* [Text section]:
+--
It was reported this week that THE JOKER is the most financially successful comic book-based film of all time. If this is correct, wouldn't it be of some consolation for Scorsese? The film has very little connections to the comics, and is considered far closer to a couple of Scorsese's own films! It doesn't even meet the criteria of spectacle does it? Are audience tastes moving towards arthouse or is this all BS? lol
I was thinking of the connections between it and BEN-HUR 1959. One might assume there is no similarities but both films are remakes (the Joker origin has been done before), both films center on a down-on-his-luck character, both films were financially successful and critically-acclaimed, and both films put the more important characters in the background (Jesus, Batman). They both can be accused of heavy-handed social message inserts as well. ;)

Possibly a sequel to Joker?
 
The Pandemic might force Hollywood to rethink its whole blockbuster approach to movie making.
 
Eh on the other hand once this is all over, what better way than to heavily promote going to the cinemas.
+--
* [What the exercise asks]:
List every similarity the text on THE JOKER names between that film and BEN-HUR 1959.
+--
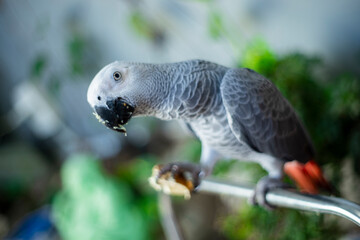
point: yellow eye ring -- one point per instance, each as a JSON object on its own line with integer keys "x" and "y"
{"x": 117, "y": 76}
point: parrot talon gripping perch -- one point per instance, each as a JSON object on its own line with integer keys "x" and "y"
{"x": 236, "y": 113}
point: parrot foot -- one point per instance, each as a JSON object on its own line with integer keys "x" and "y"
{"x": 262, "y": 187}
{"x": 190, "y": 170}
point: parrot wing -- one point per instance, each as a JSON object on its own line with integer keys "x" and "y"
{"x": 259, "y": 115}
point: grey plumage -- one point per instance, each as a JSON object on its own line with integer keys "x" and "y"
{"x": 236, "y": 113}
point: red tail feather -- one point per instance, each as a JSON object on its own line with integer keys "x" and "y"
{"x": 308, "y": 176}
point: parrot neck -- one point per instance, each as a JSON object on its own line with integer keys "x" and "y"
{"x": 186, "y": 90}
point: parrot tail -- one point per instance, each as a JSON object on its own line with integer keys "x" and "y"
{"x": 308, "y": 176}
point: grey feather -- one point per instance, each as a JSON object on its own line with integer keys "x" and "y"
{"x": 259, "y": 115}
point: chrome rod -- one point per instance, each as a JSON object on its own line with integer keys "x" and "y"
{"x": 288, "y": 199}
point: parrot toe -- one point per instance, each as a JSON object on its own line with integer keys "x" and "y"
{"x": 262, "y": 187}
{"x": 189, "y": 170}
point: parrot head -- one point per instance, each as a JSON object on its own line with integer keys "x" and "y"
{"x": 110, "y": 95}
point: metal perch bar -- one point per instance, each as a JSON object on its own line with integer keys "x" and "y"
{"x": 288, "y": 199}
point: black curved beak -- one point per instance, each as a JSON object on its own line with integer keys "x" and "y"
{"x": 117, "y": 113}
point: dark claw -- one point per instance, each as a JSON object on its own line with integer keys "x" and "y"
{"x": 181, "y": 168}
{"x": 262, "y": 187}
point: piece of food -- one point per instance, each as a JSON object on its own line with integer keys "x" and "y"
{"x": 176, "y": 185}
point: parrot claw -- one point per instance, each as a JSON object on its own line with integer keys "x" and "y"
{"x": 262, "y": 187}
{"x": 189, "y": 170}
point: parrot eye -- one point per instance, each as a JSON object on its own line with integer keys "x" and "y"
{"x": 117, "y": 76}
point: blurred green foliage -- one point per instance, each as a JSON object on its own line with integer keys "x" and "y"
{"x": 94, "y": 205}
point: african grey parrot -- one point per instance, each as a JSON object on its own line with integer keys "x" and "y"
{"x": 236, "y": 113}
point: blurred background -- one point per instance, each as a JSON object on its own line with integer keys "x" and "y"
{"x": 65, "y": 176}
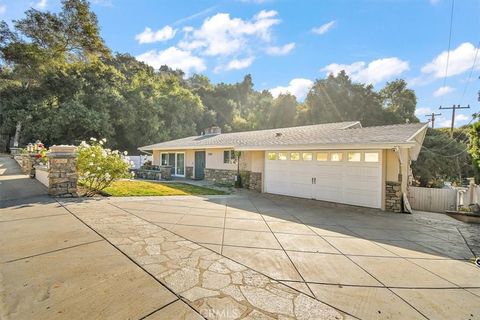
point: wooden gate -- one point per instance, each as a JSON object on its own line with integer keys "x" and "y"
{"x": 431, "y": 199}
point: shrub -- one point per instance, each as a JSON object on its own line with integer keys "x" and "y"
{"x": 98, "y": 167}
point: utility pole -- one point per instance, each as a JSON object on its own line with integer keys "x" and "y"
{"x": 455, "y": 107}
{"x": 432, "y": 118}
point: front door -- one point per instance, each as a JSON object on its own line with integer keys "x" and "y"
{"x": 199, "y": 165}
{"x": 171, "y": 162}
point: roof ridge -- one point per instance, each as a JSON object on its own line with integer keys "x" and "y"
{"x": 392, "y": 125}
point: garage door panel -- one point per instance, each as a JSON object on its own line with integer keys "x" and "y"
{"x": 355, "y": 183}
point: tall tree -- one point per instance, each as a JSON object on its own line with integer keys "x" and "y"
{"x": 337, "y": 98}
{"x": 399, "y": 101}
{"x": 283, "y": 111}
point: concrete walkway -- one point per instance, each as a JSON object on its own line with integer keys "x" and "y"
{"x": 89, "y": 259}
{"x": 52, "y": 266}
+--
* [Task output]:
- Both films are remakes.
- Both center on a down-on-his-luck character.
- Both were financially successful and critically acclaimed.
- Both put the more important characters (Jesus, Batman) in the background.
- Both can be accused of heavy-handed social message inserts.